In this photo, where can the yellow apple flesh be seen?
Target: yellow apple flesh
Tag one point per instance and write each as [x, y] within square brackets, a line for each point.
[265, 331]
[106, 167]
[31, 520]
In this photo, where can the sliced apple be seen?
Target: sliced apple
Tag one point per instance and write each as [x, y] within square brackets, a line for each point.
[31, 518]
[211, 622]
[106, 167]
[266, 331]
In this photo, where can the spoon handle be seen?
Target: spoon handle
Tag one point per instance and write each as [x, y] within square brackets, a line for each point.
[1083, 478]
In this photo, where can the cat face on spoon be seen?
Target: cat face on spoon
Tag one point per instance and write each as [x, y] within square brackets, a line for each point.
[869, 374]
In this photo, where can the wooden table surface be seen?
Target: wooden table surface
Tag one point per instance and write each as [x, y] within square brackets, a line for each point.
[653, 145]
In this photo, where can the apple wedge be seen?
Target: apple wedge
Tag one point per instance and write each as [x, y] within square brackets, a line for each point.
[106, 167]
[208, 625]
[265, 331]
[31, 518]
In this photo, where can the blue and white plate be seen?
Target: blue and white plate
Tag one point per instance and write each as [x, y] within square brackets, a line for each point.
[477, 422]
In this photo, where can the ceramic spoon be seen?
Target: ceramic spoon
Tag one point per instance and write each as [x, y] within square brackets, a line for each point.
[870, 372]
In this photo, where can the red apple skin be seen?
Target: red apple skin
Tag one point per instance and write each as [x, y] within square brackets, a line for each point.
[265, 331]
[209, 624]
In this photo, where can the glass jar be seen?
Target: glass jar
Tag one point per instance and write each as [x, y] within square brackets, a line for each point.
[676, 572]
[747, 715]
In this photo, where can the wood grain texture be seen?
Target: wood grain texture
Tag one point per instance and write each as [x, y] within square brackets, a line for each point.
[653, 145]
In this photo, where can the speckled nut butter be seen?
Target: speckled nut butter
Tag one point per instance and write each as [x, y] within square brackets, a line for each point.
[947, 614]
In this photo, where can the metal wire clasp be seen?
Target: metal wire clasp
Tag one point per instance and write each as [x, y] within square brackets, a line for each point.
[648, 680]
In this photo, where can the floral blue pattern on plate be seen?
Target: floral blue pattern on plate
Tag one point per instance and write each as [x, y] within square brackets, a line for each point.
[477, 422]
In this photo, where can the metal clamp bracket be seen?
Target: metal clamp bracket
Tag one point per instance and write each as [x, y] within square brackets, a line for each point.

□ □ □ □ □ □ □

### The request:
Quote the material above verbatim and in its entirety, from the first line through the last.

### The result:
In this photo, where can the yellow apple flesh be seen?
Target: yellow apple flesh
Tag one point per instance and write each as [x, y] within square brackets, a line for each point.
[265, 331]
[106, 167]
[31, 520]
In this photo, where can the sliced apple be seen?
Target: sliced apple
Tag one point per instance and write each as [x, y] within square brackets, a line for each point.
[31, 518]
[211, 622]
[106, 167]
[266, 331]
In this photo, where can the spoon handle be seen?
Target: spoon handle
Tag one point per instance and write each as [x, y] within square brackets, a line for each point.
[1083, 478]
In this photo, where can the cat face on spoon be seen?
Target: cat face on spoon
Tag one point per instance and write each as [x, y] within square brackets, a line for each point.
[869, 374]
In this photo, where can the wooden table surface be seen?
Target: wooden table surface
Tag one point per instance and write each as [x, y] within square brackets, a line for each point.
[653, 145]
In this photo, where can the apple wedge be seen?
Target: apple wedge
Tag one point per instance and write each as [x, y] within square brackets, a line for each point.
[106, 167]
[208, 625]
[265, 331]
[31, 518]
In this photo, where can the blue and white plate be seen?
Target: blue and white plate
Tag one point per instance and write each as [x, y] within square brackets, a line for each point.
[477, 422]
In this photo, where can the ceramic spoon be seen?
Target: ceramic spoon
Tag one point per instance and write each as [x, y] within square brackets, a line for each point.
[870, 372]
In this photo, where can the red apple skin be seen?
Target: red apple skin
Tag one point per instance and write each as [x, y] within square brackets, a line for each point.
[265, 331]
[209, 624]
In this photo, where can the glass jar be seen?
Target: glass jar
Tag one point per instance and write each as [x, y] within square brackets, a line for each point.
[676, 572]
[747, 715]
In this photo, where can the wood grain texture be seen?
Target: wood grain texture
Tag one point per instance and write each as [x, y] within square brackets, a line for each point.
[653, 145]
In this photo, where can the speckled nut butter be seen?
Target: speckled nut butter
Tag one point per instance and write each as [x, y] within square brackets, a line for each point.
[947, 614]
In this photo, where can the metal wire clasp be seen?
Target: metal wire clasp
Tag one point per instance and write each as [x, y] within square brackets, a line for each point.
[648, 680]
In this photo, where can the floral blue pattern on plate be seen?
Target: floral blue pattern on plate
Tag one point per instance and write each as [x, y] within square brackets, a line for each point.
[477, 422]
In this photo, where can the metal clamp bracket be seen?
Target: metal clamp bracket
Tag one point per instance and write each as [x, y] within square brackets, a line for each point.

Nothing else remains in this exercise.